**Records from a collection**
[START]

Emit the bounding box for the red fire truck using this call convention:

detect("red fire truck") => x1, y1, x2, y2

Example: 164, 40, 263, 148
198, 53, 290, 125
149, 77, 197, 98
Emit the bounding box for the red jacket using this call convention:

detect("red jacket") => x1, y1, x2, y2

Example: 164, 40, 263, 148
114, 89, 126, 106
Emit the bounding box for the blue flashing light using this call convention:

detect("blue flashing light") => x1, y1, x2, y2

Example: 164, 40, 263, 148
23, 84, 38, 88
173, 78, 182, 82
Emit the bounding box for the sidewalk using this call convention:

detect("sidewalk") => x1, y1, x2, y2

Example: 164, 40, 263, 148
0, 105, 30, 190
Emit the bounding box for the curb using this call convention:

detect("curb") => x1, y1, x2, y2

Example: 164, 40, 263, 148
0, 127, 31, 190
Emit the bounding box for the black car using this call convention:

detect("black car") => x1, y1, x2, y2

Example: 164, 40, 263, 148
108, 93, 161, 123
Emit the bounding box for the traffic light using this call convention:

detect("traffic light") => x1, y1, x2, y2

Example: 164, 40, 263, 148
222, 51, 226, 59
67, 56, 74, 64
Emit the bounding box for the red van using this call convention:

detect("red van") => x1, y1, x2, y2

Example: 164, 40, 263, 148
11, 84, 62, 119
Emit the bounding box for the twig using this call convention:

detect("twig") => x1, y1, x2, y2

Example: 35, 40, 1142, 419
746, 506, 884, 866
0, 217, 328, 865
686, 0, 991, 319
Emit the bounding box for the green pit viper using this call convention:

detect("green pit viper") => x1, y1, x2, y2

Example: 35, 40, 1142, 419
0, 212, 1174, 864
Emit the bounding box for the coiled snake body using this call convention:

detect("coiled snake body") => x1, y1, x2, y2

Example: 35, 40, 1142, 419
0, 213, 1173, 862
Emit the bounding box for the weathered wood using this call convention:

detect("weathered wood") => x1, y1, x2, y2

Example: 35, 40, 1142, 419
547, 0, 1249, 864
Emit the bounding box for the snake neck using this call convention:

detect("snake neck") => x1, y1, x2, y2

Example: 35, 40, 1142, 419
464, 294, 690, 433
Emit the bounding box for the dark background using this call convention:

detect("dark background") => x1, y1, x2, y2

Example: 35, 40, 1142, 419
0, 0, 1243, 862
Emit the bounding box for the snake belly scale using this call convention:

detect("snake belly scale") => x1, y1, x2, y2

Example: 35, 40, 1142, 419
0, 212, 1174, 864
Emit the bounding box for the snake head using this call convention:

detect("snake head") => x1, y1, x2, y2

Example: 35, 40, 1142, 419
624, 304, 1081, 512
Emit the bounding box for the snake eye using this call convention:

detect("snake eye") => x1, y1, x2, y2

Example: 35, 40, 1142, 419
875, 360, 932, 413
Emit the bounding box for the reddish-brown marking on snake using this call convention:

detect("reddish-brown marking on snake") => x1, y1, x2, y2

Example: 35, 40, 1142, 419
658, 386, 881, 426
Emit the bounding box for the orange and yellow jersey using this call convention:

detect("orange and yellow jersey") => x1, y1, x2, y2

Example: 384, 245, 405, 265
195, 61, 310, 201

[END]

Turn the stretch from the line containing "Emit the bounding box for the dark" through the end of the records into a JSON list of strings, with one string per line and blank lines omitted.

[
  "Emit the bounding box for the dark background using this call convention:",
  "detect(\"dark background\") => x1, y1, x2, y2",
  "Example: 35, 40, 1142, 419",
  "0, 0, 1243, 862",
  "Emit the bounding box for the snake belly scale using this call convention:",
  "detect(\"snake belly scale\") => x1, y1, x2, y2",
  "Example: 35, 40, 1142, 419",
  "0, 212, 1174, 864",
  "Emit the bounding box for the snake head using this call convention:",
  "detect(\"snake head\") => x1, y1, x2, y2",
  "Example: 35, 40, 1142, 419",
  "624, 304, 1081, 512",
  "Emit the bounding box for the snake eye using this call convention:",
  "detect(\"snake eye\") => x1, y1, x2, y2",
  "Example: 35, 40, 1142, 419",
  "875, 360, 932, 413",
  "Emit the bounding box for the reddish-brown marking on snake using this call convention:",
  "detect(\"reddish-brown marking on snake\") => x1, y1, x2, y2",
  "Example: 35, 40, 1142, 419",
  "658, 386, 881, 426",
  "Emit the bounding box for the orange and yellow jersey using this call convention:",
  "detect(\"orange and yellow jersey\") => x1, y1, x2, y2",
  "Example: 384, 245, 405, 265",
  "195, 61, 310, 201"
]